EXCERPT TO READ>
— Begin —

Seeking Alpha
About this author:

Think for a moment as a cotton farmer. You have a fixed amount of acreage, which you typically divvy up accordingly: 50% to cotton and the other 50% to a range of three different crops: corn, soybeans and wheat. Due to planting seasons – we’ll get into the specifics of this in a moment - and the climate of the region, you have constrained yourself to the national average of growing 3 types of crop on your farm. Remember, as a farmer, you look to the futures prices to determine how to allocate acreage so you can harvest the most profitable crop next year.

Now imagine for a moment that out of your normal crop of corn, wheat and cotton (a typical Texas cotton farmer's farm make-up), two of your crops have futures trading at record highs. When you factor in the average costs and yield for each of the three crops to determine your profitability, it would take a rise in your third, lonely, crop of roughly 35% to be on profitability par with the other two. This is the pricing incentive causing farmers in the Southwest and Texas to allocate more of their farms land to soybeans, corn and/or wheat then in past years. As a result, America is witnessing a decrease in planted acres of cotton for next season.

As a result of tight global stock-to-use ratio and America’s position as the world’s exporter of cotton (40% comes from our farmers), a decrease in next year’s acreage devoted to cotton planting in America will result in a price spike from today’s prices. The world’s current cotton inventory (55 million 480-lb bales) would provide about 5.5 months of the world’s demand (according to 2007/2008 yearly demand of roughly 120 million 480-lb bales). Further, at today’s levels, soybeans, corn and wheat remain attractive alternatives for farmers until cotton reaches $0.90-1.00.

Recent legislation moving through Congress threatens to take away a critical farm subsidy, which has provided cotton farmers with a price floor guaranteed through the Federal Government. If successful, the risk/reward for farmers planting cotton given the current pricing environment for wheat, corn and soybeans may force farmers to swap more cotton acreage at an increased rate.

China (30%), India (20%), and Pakistan (7%), who along with the U.S. (16%) make up 73% of 2007/2008’s cotton production, are all net importers of cotton and have shown in recent weeks a very protectionist regime when it comes to other soft commodities related to food. As an export driven market, and with anticipation of the argument that the rest of the world is going to slow down, similar to what we’ve seen in the U.S., you should know the per capita consumption of cotton averaged 35 lbs in 2007; and in 2001 (a year of recession), we saw cotton retreat 2.4 lbs per person, only to raise back to previous levels in 2002.

— End —

MATERIAL SUPPLIED>
— Begin —

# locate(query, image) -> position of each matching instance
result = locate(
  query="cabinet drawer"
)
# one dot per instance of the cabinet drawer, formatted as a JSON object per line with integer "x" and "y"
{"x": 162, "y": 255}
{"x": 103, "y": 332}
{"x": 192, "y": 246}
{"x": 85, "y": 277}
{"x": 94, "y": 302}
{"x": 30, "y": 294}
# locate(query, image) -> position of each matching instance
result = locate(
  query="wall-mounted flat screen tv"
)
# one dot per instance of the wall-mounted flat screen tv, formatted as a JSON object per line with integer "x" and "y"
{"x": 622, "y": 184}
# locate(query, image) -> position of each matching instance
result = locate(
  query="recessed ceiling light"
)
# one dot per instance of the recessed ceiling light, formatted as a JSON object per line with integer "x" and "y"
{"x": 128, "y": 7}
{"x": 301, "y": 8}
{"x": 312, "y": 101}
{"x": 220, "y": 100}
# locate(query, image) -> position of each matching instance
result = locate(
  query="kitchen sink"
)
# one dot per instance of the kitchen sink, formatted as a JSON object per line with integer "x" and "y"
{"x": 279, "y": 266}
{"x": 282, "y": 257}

— End —

DIRECTION A> In the cotton article, about how many months of world demand would the current cotton inventory cover?
DIRECTION B> List each country that the cotton article gives a share of 2007/2008 cotton production for, along with that share.
DIRECTION C> Quote the stretch of the cotton article from "China (30%), India" through "levels in 2002.".
The items were taken from a separate source.

RESPONSE A> About 5.5 months.

RESPONSE B> China (30%), India (20%), Pakistan (7%), U.S. (16%)

RESPONSE C>
China (30%), India (20%), and Pakistan (7%), who along with the U.S. (16%) make up 73% of 2007/2008’s cotton production, are all net importers of cotton and have shown in recent weeks a very protectionist regime when it comes to other soft commodities related to food. As an export driven market, and with anticipation of the argument that the rest of the world is going to slow down, similar to what we’ve seen in the U.S., you should know the per capita consumption of cotton averaged 35 lbs in 2007; and in 2001 (a year of recession), we saw cotton retreat 2.4 lbs per person, only to raise back to previous levels in 2002.